▶ _What you have to do_
Without altering anything, output the material below.

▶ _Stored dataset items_
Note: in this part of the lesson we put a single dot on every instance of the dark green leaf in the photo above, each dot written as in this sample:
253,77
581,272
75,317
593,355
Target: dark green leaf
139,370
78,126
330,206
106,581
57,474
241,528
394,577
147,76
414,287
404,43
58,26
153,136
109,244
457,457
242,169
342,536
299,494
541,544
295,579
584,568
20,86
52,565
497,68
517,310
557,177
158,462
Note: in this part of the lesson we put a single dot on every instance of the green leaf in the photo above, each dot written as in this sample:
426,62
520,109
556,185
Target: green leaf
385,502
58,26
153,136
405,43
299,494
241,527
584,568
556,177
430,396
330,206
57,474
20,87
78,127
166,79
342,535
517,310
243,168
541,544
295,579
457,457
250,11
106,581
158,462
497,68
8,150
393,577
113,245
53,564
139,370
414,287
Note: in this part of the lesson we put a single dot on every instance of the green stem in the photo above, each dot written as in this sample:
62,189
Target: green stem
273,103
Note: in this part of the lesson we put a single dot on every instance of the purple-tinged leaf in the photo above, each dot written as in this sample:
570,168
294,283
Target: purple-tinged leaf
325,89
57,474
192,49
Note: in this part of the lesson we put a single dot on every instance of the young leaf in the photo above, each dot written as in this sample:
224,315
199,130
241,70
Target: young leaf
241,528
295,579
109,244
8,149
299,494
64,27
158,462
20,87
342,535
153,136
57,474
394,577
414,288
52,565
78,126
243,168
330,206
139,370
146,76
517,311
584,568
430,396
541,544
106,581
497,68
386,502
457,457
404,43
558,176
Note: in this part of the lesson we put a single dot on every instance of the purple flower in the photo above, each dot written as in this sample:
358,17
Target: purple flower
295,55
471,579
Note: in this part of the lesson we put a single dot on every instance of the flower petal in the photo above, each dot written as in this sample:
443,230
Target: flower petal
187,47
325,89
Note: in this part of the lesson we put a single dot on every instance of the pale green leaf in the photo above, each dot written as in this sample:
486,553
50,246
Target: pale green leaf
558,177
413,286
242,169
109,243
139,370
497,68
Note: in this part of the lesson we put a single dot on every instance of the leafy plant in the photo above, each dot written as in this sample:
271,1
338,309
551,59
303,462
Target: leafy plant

▶ _Answer to this exercise_
Note: in this part of the lesson we put a single dot on every instance of the dark green leaf in the photo above, each dot written as in this sample:
253,77
581,272
75,317
593,355
Target: dark green leaf
139,370
78,126
330,206
106,581
57,474
241,528
394,577
147,76
414,287
404,43
58,26
153,136
109,244
457,457
242,169
342,536
299,494
541,544
295,579
584,568
20,86
52,565
497,68
517,310
557,177
158,462
Note: in this part of the lesson we put a single dot on every instance of the green leaf in the photo above, each dot written as in this sample:
426,62
520,109
556,185
Target: green leaf
385,502
58,26
153,136
405,43
299,494
241,527
584,568
556,177
430,396
330,206
57,474
20,87
78,127
166,79
342,535
517,310
243,168
541,544
295,579
457,457
250,11
106,581
158,462
497,68
8,150
393,577
113,245
53,564
139,370
414,287
Note: in this part of the lesson we put a single dot on every instance of the green stem in the photo above, each dot written as in this sample:
62,189
Target: green stem
273,103
Note: in this part of the lesson we put a single dot on every instance of the purple-tinged leaf in the photo above, each dot written as in this sample:
570,168
294,283
Target: purple-tinged leaf
325,89
57,474
192,49
Note: in this part of the lesson we put a single dot on every instance of the young leaf in the photo above, each dot written as in this sample:
224,315
199,130
241,70
Target: young leaf
241,528
295,579
109,244
8,149
299,494
64,27
158,462
20,87
342,535
153,136
57,474
394,577
414,288
52,565
78,126
243,168
330,206
139,370
146,76
517,311
584,568
430,396
541,544
106,581
497,68
386,502
457,457
404,43
558,176
Note: in this part of the lesson we put a single dot on every instance of the purple flower in the photo above, each dot written as in this sample:
358,17
Target: purple flower
295,55
471,579
Note: in this part of the lesson we put a single dot on every instance of the flower petal in the photo above, each dot written as in this sample:
443,230
Target: flower petal
187,47
325,89
Note: in this part of the lesson we put a single dot on every instance of the pale green leaf in the photo above, each dot written as in this sample:
486,553
50,246
Target: pale green leaf
558,177
413,286
242,169
109,243
139,370
497,68
Note: in this part of the lesson we put a single dot on every instance of the leafy plant in the photo above, each dot written as in this sample:
271,1
338,309
551,59
303,462
Target: leafy plant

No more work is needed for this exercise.